● TO DO
[A] In the oxygen study abstract, copy the passage starting with "Akça, Ozan M.D.*;" and going on through "80% perioperative oxygen.", swapping "atelectasis" for "lung collapse" each time it occurs.
[B] Using the oxygen study abstract, decide whether each statement agrees with it. Give yes or no for each, quoting the deciding words.
(i) The hypothesis concerned patients given 30% or 80% perioperative oxygen.
(ii) The appropriate inspired oxygen concentration for general surgical use is settled.
(iii) High concentrations of inspired oxygen are associated with pulmonary atelectasis.
[C] According to the oxygen study abstract, on which postoperative day were atelectasis and pulmonary dysfunction to be compared?

Akça, Ozan M.D.*; Podolsky, Andrea M.D.†; Eisenhuber, Edith M.D.‡; Panzer, Oliver M.D.*; Hetz, Hubert M.D.§; Lampl, Karl M.D.§; Lackner, Franz X. M.D.∥; Wittmann, Karin M.D.#; Grabenwoeger, Florian M.D.**; Kurz, Andrea M.D.††; Schultz, Anette‐Marie M.D.§; Negishi, Chiharu M.D.‡‡; Sessler, Daniel I. M.D.§§
Background: High concentrations of inspired oxygen are associated with pulmonary atelectasis but also provide recognized advantages. Consequently, the appropriate inspired oxygen concentration for general surgical use remains controversial. The authors tested the hypothesis that atelectasis and pulmonary dysfunction on the first postoperative day are comparable in patients given 30% or 80% perioperative oxygen.

● DATASET CONTENT
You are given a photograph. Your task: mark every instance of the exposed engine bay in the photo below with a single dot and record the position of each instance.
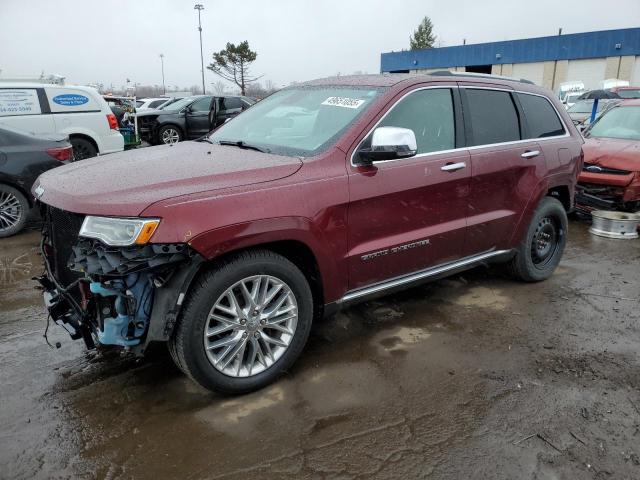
(106, 295)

● ANSWERS BY ITEM NUMBER
[A]
Akça, Ozan M.D.*; Podolsky, Andrea M.D.†; Eisenhuber, Edith M.D.‡; Panzer, Oliver M.D.*; Hetz, Hubert M.D.§; Lampl, Karl M.D.§; Lackner, Franz X. M.D.∥; Wittmann, Karin M.D.#; Grabenwoeger, Florian M.D.**; Kurz, Andrea M.D.††; Schultz, Anette‐Marie M.D.§; Negishi, Chiharu M.D.‡‡; Sessler, Daniel I. M.D.§§
Background: High concentrations of inspired oxygen are associated with pulmonary lung collapse but also provide recognized advantages. Consequently, the appropriate inspired oxygen concentration for general surgical use remains controversial. The authors tested the hypothesis that lung collapse and pulmonary dysfunction on the first postoperative day are comparable in patients given 30% or 80% perioperative oxygen.

[B]
(i) Yes: "patients given 30% or 80% perioperative oxygen"
(ii) No: "the appropriate inspired oxygen concentration for general surgical use remains controversial"
(iii) Yes: "High concentrations of inspired oxygen are associated with pulmonary atelectasis"

[C] The first postoperative day.